Segment Start: Text provided

What agents have actually made faster and cheaper is being wrong and more importantly learning that you’re wrong. They have made me willing to throw a draft in the trash that I would have died defending six years ago. That is a different thing, and it is bigger than it sounds.
You only learn what you want by using the wrong thing
I have a problem I haven’t solved before. I don’t really know what I want. I have a vibe, a constraint, maybe a half-formed sentence about what “good” looks like. In a previous era I would have done one of two things: stared at a blank file for two days writing pseudocode, or built a careful, deliberate v1 that I would then have been emotionally married to by the time I realized it was the wrong v1. (Technically, the third thing would be “preemptively give up and live with the problem sucking”).
Now I do something different. I open up Claude or Codex, dump out everything I’m half-thinking, and let it interview me into a spec. The agent then does something I cannot easily do for myself via “rubber duck” talking or white-boarding, which is fill in the gaps in my own thinking. The places where my thinking was fuzzy, where I would have shrugged and waved a hand and said “we’ll figure it out as we go,” get filled in. Then the agent builds the thing the spec asks for, and I start trying to use it.
Here, finally, is where the work actually happens. I use the thing the agent built, and within an afternoon I can usually tell you in detail what is wrong with it. The code is ok-to-good. Bugs are absolutely present, and fixing them is often a clarifying experience, but what I usually find out is wrong is the shape. Even with the gaps filled in, I was foundationally incorrect about what I wanted to build, and I could not see that until I had the working thing in front of me to use.
That clarity is impossible without the v0. I cannot predict in advance what will feel off about a system I have not yet used. I don’t know that anybody can, reliably. The people who say they can are lying, or they’re working on problems they have already solved (or mostly solved) before.

Segment End: Text provided
Segment Start: Dataset extract

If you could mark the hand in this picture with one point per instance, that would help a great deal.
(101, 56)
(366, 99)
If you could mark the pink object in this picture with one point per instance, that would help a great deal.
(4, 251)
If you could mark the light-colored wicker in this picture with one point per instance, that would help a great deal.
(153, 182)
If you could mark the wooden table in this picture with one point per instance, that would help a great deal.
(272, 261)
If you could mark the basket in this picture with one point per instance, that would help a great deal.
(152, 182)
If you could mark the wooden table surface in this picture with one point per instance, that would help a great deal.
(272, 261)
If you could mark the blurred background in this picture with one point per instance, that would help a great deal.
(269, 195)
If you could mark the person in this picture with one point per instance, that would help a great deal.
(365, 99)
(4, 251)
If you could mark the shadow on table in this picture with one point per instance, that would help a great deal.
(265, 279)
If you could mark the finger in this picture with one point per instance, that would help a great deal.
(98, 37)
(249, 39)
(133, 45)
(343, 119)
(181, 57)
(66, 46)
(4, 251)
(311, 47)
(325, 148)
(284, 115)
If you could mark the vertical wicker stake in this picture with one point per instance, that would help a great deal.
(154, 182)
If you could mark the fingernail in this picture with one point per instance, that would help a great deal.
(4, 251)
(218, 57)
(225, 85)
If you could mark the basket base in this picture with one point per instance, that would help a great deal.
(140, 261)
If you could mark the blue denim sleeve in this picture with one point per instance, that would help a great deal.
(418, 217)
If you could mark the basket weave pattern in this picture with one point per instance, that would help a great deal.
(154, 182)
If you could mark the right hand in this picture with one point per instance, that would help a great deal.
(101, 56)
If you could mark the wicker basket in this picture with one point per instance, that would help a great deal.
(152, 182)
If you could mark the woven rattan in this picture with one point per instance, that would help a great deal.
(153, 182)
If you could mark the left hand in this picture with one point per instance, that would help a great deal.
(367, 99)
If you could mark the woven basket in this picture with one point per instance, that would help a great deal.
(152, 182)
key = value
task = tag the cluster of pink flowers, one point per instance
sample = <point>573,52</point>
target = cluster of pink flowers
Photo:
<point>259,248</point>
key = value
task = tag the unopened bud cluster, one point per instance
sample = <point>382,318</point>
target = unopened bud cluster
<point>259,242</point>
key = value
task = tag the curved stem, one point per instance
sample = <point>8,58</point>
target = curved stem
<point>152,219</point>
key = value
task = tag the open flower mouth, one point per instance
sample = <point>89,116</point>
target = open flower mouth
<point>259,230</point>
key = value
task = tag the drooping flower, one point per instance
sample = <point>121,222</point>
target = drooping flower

Segment End: Dataset extract

> What is being asked
Rewrite the passage about working with agents, starting at "What agents have" and ending at "than it sounds.", with "six years ago" changed to "ten years ago".

> Expected answer
What agents have actually made faster and cheaper is being wrong and more importantly learning that you’re wrong. They have made me willing to throw a draft in the trash that I would have died defending ten years ago. That is a different thing, and it is bigger than it sounds.